-- Reading text follows --

He was wounded in August 1917 but remained on duty. On 1 January 1918 he was promoted to lieutenant and attached to the 2nd Australian Infantry Brigade Headquarters and carried out duties as Gas Officer.  (For more information read Instruction Manual of the 1st Anzac Corps "Duties of Anti-Gas Personnel and Instructions for Protection of Dug-outs Against Gas" Anzac Press, in the Field, France - from www.army.gov.au)

Lieutenant Beech returned to Australia per the ship Burmah in January 1919. He was medically examined in February 1919 for occasional attacks of deafness with pain in his right ear following concussion due to walking near an 18 pounder gun while firing.

Awards and return to Australia

Lieutenant A. E. Beech received the 1914/15 Star, British War Medal and Victory Medal for his services in the AIF from 21 August 1914 to 13 April 1919.

In June 1919 Albert Beech resumed his work as an ambulance bearer at the Ann Street QATB base and by the end of the year was appointed Deputy Superintendent.

He married Olive Lavinia McDonald on 5 September 1923. The couple first lived in a flat in Gladstone Road, South Brisbane and later moved to Toowong. On his appointment to the position of superintendent and secretary of the Brisbane Centre on 1 September 1936, Mr and Mrs Beech with their daughter Dorothy Joan occupied a flat above the centre at 410 Ann Street.

-- Reading text concluded --
-- Given records follows --

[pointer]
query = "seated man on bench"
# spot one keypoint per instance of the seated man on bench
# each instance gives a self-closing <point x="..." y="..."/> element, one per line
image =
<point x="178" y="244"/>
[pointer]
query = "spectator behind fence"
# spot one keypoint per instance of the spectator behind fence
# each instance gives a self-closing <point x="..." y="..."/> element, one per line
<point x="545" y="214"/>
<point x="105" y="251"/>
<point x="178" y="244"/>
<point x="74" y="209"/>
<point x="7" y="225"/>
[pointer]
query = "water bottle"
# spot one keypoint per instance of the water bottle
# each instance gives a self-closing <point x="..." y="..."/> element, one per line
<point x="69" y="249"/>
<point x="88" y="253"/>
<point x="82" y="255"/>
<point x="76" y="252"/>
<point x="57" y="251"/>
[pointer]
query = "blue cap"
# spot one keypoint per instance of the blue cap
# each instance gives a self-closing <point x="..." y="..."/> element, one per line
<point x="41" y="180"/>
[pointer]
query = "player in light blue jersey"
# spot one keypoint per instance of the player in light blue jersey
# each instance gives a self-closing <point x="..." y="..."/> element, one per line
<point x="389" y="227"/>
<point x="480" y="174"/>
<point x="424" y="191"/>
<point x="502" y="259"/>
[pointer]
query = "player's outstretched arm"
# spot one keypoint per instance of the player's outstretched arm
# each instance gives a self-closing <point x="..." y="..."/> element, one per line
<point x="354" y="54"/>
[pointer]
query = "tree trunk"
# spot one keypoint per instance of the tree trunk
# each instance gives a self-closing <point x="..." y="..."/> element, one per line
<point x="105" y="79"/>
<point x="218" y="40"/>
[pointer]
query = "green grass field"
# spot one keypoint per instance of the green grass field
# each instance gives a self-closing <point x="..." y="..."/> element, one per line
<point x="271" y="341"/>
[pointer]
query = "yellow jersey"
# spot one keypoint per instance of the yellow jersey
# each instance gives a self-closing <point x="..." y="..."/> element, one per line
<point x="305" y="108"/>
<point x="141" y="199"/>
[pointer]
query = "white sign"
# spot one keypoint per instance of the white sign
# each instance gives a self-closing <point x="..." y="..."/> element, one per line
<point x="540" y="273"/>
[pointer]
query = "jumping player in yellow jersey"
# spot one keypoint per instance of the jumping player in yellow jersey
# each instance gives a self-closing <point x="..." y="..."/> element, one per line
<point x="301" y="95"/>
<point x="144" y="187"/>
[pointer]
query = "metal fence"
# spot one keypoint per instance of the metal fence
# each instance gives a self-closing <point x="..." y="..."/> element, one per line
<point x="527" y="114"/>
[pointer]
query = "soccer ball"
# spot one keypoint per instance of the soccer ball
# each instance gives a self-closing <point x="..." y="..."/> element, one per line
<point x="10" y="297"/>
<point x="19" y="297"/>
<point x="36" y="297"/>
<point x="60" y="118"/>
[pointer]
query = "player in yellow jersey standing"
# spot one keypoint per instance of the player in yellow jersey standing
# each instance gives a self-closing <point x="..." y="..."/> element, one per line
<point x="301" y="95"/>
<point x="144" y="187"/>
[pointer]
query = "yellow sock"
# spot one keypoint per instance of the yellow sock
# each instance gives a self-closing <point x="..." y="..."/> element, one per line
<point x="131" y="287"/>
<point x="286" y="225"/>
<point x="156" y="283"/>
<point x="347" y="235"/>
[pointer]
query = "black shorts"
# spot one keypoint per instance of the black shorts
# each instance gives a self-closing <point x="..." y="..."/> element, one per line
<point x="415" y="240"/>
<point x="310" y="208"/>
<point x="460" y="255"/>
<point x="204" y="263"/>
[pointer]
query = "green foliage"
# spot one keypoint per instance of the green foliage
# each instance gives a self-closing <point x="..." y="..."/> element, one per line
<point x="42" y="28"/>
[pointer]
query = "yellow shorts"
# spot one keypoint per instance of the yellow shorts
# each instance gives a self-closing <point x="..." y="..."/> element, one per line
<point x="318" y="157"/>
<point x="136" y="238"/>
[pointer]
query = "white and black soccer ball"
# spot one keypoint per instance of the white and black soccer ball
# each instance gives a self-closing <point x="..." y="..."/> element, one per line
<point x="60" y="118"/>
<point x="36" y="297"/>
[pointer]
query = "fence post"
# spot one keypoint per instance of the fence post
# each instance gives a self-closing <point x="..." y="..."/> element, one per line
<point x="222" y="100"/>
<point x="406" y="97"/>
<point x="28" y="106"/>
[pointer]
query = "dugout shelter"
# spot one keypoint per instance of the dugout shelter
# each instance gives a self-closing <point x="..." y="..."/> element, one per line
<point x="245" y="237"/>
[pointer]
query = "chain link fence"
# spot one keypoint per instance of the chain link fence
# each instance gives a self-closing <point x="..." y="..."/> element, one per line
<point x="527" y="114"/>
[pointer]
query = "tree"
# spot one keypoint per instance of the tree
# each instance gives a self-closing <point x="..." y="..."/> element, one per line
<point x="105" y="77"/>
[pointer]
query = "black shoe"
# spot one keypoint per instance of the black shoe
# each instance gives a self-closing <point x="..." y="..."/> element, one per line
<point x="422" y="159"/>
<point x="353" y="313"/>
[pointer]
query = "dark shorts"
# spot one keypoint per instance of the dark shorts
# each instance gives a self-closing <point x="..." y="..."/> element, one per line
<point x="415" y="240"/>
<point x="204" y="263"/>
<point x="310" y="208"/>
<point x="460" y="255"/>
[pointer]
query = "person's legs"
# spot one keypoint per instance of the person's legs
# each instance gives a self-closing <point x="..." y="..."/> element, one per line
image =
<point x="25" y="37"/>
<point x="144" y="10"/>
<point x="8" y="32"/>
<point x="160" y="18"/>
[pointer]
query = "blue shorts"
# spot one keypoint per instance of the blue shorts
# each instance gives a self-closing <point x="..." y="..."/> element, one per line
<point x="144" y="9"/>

-- Given records concluded --

_How to complete this task_. Carry on the account of Albert Beech's life, starting after its final sentence.

_Result for this exercise_.
Second World War

During the Second World War, Superintendent Albert Beech was responsible for the establishment of many first aid posts in the city and suburbs.

Service to the QATB

Acknowledgement of his completion of forty years’ service with the ambulance brigade was given in the newspaper in 1951. He had watched the Ann Street headquarters grow from a one horse cart and twelve men to 38 wireless cars and 105 men. Then aged 59, he said he hoped to complete another six years as superintendent.

Passing

Unfortunately, a heart complaint caused his death in the Brisbane Hospital on 27 October 1952, aged 60.  A newspaper article paid tribute to his distinguished and devoted service to the community.

“Mr Beech was regarded by his staff as a martyr to his job. They said he was the keenest ambulance man of them all and always seemed reluctant to take a day off. Though he was quietly spoken and kind, ambulance men said Mr Beech could be tough if any of his men did anything to the brigade’s detriment.”

At the time of Albert Beech’s death, his daughter Joan was a physiotherapist at the Brisbane General Hospital. Mrs Olive Beech died in 1966.


References
• National Archives of Australia, World War 1 military records
• Australian War Memorial, Embarkation Rolls and images
• Victorian Register of Births, Deaths and Marriages
• Queensland Register of Births, Deaths and Marriages
• Ancestry, on line
• The Courier-Mail, 1 September 1936, page 13
• The Courier-Mail, 3 May 1940, page 3
• The Courier-Mail, 1 August 1951, page 3
• The Courier-Mail, 28 October 1952, page 3
• Australian Electoral Rolls, 1912 to 1949
• Photographs sourced from John Oxley Library (JOL), State Library of Queensland (SLQ)

Compiled by Noel E Adsett, Brisbane. 23 June 2016 ©

Explanatory Note: Albert Beech’s name is shown on the Honour Board which was dedicated on 10 September 1916 as CPL ALBERT BEACH.  Though he had attained the rank of corporal in January 1916, he received promotion to sergeant in August 1916 and lieutenant in 1917. His surname was spelt “Beach” in error.